PROBLEM TO WORK ON.
Your task is to repeat exactly the lines below between the line holding "Target phrase: asphalt surface" and the line holding "Target phrase: cat's leg", inclusive, and only those.

[Stored data entries]

--- START ---

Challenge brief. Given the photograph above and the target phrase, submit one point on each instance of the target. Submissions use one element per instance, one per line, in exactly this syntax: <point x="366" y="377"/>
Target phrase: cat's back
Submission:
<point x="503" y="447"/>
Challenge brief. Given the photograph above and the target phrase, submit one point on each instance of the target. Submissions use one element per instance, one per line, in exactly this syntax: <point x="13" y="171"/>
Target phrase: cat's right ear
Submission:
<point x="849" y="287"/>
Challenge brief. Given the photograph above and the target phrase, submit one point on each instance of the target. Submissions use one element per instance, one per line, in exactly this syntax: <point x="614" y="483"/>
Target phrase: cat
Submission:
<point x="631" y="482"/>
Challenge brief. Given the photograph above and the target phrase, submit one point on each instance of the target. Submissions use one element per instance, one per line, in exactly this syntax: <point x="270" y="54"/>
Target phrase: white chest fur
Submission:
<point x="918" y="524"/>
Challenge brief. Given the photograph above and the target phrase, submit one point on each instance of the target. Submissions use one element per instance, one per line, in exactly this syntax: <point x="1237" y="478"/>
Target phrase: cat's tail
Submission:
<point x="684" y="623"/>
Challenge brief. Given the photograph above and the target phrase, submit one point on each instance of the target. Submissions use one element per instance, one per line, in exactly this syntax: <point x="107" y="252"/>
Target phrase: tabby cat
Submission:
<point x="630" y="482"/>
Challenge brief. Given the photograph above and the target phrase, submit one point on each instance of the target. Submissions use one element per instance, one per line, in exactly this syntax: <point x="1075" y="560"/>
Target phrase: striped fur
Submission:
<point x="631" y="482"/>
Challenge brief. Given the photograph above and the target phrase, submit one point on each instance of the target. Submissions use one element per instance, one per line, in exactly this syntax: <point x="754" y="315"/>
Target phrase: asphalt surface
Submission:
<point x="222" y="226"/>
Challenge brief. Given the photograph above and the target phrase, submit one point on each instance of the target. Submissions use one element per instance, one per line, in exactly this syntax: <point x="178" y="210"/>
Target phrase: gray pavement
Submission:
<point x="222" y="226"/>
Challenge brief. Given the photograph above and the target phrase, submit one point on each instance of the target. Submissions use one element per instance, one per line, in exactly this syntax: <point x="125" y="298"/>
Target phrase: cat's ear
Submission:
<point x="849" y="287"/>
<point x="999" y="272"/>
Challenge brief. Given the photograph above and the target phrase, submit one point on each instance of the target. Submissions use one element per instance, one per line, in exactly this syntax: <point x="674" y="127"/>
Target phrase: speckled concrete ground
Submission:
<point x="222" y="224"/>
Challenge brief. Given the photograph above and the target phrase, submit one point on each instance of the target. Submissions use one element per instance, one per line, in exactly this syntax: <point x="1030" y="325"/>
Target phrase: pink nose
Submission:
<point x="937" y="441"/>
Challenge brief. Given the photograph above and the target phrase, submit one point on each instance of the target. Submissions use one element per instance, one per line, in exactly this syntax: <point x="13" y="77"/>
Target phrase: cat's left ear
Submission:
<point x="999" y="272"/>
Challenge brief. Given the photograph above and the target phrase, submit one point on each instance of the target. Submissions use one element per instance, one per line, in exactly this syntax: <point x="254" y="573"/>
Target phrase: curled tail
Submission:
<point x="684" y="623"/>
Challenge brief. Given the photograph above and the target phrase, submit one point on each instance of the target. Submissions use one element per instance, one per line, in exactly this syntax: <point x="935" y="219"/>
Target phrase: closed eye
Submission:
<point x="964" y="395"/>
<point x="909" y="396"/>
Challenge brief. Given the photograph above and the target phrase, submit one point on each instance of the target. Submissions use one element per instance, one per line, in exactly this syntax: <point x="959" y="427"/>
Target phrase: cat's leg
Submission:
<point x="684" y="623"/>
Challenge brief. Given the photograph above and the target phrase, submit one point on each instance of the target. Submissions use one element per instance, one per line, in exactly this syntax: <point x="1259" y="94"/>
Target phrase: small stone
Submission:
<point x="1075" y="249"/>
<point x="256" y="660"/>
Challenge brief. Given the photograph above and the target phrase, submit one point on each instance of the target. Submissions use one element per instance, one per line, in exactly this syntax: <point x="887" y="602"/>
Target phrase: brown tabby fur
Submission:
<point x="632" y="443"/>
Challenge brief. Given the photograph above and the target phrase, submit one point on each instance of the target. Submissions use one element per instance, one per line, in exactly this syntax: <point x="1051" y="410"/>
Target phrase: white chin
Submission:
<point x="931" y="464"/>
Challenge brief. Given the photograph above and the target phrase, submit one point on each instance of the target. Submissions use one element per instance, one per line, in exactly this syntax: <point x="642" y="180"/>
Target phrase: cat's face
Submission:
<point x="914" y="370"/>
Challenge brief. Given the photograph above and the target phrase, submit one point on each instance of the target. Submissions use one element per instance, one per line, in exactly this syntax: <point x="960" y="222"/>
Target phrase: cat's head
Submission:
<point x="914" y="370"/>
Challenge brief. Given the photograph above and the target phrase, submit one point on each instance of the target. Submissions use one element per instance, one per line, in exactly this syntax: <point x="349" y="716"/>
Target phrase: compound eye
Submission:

--- END ---

EXERCISE ANSWER.
Target phrase: asphalt surface
Submission:
<point x="222" y="226"/>
Challenge brief. Given the photograph above and the target phrase, submit one point on each instance of the target. Submissions use one element per instance, one per line, in exactly this syntax: <point x="178" y="210"/>
Target phrase: gray pavement
Submission:
<point x="222" y="226"/>
Challenge brief. Given the photograph above and the target phrase, submit one point on each instance of the target. Submissions use one element per instance, one per line, in exactly this syntax: <point x="125" y="298"/>
Target phrase: cat's ear
Submission:
<point x="849" y="287"/>
<point x="999" y="272"/>
Challenge brief. Given the photograph above and the target phrase, submit one point on each instance of the target. Submissions use one element per instance, one per line, in exactly this syntax: <point x="674" y="127"/>
Target phrase: speckled concrete ground
Submission:
<point x="222" y="224"/>
Challenge brief. Given the photograph above and the target phrase, submit one point on each instance of the target. Submissions use one element per instance, one per line, in exactly this syntax: <point x="1030" y="325"/>
Target phrase: pink nose
Submission:
<point x="937" y="441"/>
Challenge brief. Given the photograph above and the target phrase, submit one point on each instance of the target. Submissions use one element per instance, one per line, in exactly this syntax: <point x="13" y="77"/>
Target phrase: cat's left ear
Submission:
<point x="999" y="272"/>
Challenge brief. Given the photograph above and the target phrase, submit one point on each instance of the target. Submissions use one element per instance, one per line, in exactly this syntax: <point x="254" y="573"/>
Target phrase: curled tail
Submission:
<point x="684" y="623"/>
Challenge brief. Given the photograph above and the target phrase, submit one point on each instance of the target. Submissions use one element per instance, one per line, in exactly this syntax: <point x="935" y="219"/>
Target phrase: closed eye
Submission:
<point x="964" y="395"/>
<point x="909" y="396"/>
Challenge brief. Given the photograph above and the target phrase, submit one point on each instance of the target. Submissions use one element per instance, one per line, in exactly this syntax: <point x="959" y="427"/>
Target phrase: cat's leg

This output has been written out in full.